Labeled-object pointing entries
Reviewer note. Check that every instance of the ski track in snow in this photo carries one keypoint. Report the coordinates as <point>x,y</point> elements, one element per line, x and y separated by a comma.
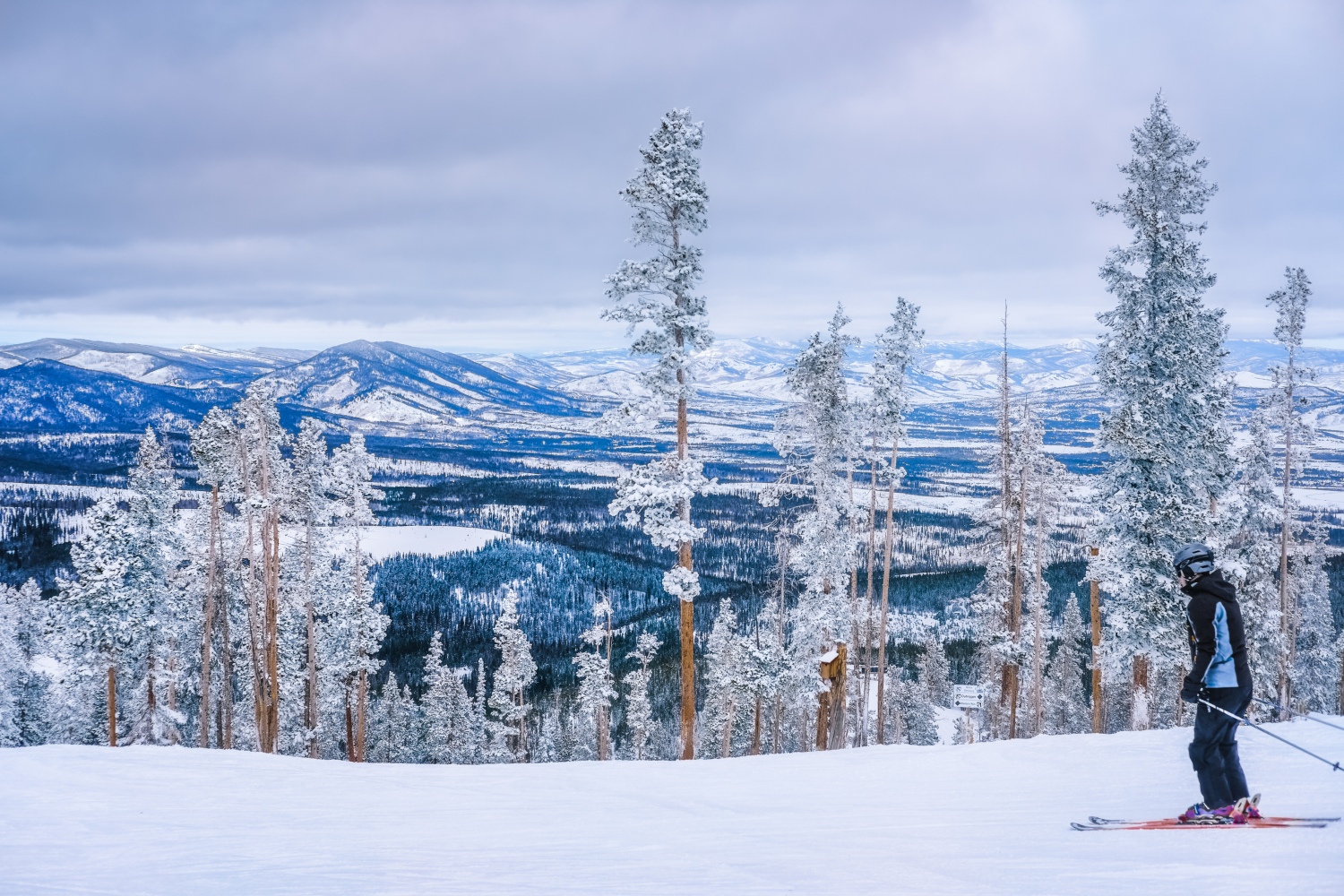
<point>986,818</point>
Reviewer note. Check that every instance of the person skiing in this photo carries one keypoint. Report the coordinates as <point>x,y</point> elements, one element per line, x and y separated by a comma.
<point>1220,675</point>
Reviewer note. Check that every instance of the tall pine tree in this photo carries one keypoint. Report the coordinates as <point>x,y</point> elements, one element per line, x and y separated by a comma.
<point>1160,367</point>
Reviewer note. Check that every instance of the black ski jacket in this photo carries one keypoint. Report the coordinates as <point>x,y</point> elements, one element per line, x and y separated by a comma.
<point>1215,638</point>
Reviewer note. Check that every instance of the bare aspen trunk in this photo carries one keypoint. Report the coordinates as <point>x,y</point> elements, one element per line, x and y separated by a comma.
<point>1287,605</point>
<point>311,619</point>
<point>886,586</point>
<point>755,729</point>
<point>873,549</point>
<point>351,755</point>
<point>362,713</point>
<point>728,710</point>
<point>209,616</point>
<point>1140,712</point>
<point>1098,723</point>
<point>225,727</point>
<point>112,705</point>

:: SET TASK ::
Please copy out all of the data again, swapping "keypoint" for "marker" and keeping everything else the same. Omit the pictures.

:: SOLUTION TO THIS EXERCISE ::
Reviewer note. Check that every instance of the ski track in snow in this photo carries one marker. Report the coordinates as <point>x,y</point> elements, one element per line, x and y separated by a comma.
<point>986,818</point>
Reviewer note. Check that every instance of the person skiing in this photo carries one marker. Report the coordinates as <point>x,y</point> elements, one element per line, x and y separated by a comma.
<point>1220,675</point>
Reviewer note. Check that every instance of the tall pine tree in this photo carries one marker. Report the coordinates as <point>x,y</point> elements, one element per line, x and y separated by a comma.
<point>1160,367</point>
Reviewer note. Check that every instance of the black ski jacket in this photo carries one marker. Report the coordinates as <point>x,y</point> elements, one element per line, x and y separated by a comma.
<point>1215,638</point>
Reviewer note. Check that every instance of the bare aspen trunk in this photo carries one marker. Report the coordinates as <point>x,y</point> elements, one element per line, x and y separated by a comma.
<point>1287,605</point>
<point>311,619</point>
<point>886,586</point>
<point>755,729</point>
<point>873,549</point>
<point>351,755</point>
<point>362,713</point>
<point>728,710</point>
<point>209,616</point>
<point>1140,712</point>
<point>1098,723</point>
<point>225,727</point>
<point>112,705</point>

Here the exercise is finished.